*Direction 1*
According to the news report on France's "yellow vest" protests, how many people were injured over four days of protests?

*Document section*
PARIS: French police cleared demonstrators blocking roads and fuel depots Tuesday in a crackdown on the so-called "yellow vest" protests against President Emmanuel Macron that have left two people dead.
Hundreds of thousands of people blockaded roads across France on the weekend, wearing high-visibility yellow vests in a national wave of defiance aimed at 40-year-old centrist Macron.
The protests had waned by Tuesday but the disruption underlined the anger and frustration felt by many motorists, particularly in rural areas or small towns, fed up with what they see as the government's anti-car policies, including tax hikes on diesel.
Macron, who has made a point of not backing down in the face of public pressure during his time in office, called Tuesday for more "dialogue" to better explain his policies.
Prime Minister Edouard Philippe, meanwhile, urged ruling Republic On The Move lawmakers to stand firm in the face of voter criticism, saying the party would reap the rewards of its "constancy and determination".
Two people have been accidentally killed and 530 people injured, 17 seriously, over four days of protests that have come to encompass a wide variety of grievances over the rising cost of living.
A 37-year-old motorcyclist died Tuesday from injuries sustained a day earlier after being hit by a truck making a u-turn to avoid a roadblock in the southeast Drome region, a judicial source said.
The other victim was a 63-year-old woman accidently killed by a panicked driver in the eastern Savoie region on the first day of protests.
Interior Minister Christophe Castaner has instructed police to break up the remaining roadblocks, particularly those around fuel depots and sites of strategic importance.
"We can see today that there are real excesses from a movement that was for the most part conducted in good spirit on Saturday," he told France 2 TV.
The ministry said about 20 "strategic" sites and fuel depots in several regions were cleared of protesters Tuesday.
Some hardliners kept blockades and slowdowns at some tolls, motorway junctions, and roundabouts.

*Direction 2*
Copy the records word for word, starting with their first line and going on through the line with "x=205 y=472".

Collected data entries

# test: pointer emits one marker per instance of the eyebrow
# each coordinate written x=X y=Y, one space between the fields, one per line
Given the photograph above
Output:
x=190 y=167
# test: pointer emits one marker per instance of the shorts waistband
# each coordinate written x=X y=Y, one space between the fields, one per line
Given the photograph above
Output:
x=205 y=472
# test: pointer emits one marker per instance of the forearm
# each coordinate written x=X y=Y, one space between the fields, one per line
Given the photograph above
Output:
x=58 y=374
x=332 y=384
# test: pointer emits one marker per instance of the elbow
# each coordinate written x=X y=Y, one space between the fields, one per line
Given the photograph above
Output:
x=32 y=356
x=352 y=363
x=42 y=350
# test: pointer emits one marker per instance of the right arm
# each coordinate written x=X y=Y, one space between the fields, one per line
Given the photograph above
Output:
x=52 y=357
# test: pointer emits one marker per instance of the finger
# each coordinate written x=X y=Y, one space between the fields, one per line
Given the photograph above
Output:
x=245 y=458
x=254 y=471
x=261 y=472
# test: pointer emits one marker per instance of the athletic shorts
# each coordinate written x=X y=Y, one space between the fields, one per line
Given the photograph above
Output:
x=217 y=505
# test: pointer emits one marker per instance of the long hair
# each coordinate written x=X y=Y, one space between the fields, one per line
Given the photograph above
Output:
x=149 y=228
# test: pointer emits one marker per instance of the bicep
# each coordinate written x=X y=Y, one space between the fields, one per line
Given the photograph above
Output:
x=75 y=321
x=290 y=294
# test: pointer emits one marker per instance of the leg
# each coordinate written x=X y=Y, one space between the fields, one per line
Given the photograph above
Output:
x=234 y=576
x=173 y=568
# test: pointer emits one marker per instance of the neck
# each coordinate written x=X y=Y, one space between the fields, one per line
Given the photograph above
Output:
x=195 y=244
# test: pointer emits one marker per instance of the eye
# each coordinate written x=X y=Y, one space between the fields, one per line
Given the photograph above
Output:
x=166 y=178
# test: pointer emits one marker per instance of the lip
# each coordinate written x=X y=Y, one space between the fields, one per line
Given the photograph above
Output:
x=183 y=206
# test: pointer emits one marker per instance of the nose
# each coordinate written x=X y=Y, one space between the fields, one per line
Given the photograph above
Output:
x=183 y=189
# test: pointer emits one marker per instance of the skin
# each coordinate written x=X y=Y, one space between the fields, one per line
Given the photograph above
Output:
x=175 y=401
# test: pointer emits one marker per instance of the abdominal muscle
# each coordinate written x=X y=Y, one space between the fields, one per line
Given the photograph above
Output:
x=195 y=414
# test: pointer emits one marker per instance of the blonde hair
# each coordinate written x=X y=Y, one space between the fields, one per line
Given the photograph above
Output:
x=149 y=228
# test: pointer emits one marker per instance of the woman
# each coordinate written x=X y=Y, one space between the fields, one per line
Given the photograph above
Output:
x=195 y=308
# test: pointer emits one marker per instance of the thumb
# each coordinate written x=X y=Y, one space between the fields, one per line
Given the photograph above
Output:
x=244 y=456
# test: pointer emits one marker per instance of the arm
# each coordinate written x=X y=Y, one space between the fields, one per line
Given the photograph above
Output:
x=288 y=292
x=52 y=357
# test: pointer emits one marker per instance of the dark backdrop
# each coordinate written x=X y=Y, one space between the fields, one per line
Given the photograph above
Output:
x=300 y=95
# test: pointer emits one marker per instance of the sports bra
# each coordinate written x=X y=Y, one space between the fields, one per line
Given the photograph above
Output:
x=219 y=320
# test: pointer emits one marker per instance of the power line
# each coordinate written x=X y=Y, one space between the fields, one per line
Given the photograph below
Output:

*Problem solution 1*
530 people were injured, 17 of them seriously.

*Problem solution 2*
# test: pointer emits one marker per instance of the eyebrow
# each coordinate written x=X y=Y, one space between the fields, one per line
Given the photograph above
Output:
x=190 y=167
# test: pointer emits one marker per instance of the shorts waistband
# each coordinate written x=X y=Y, one space between the fields, one per line
Given the photograph above
Output:
x=205 y=472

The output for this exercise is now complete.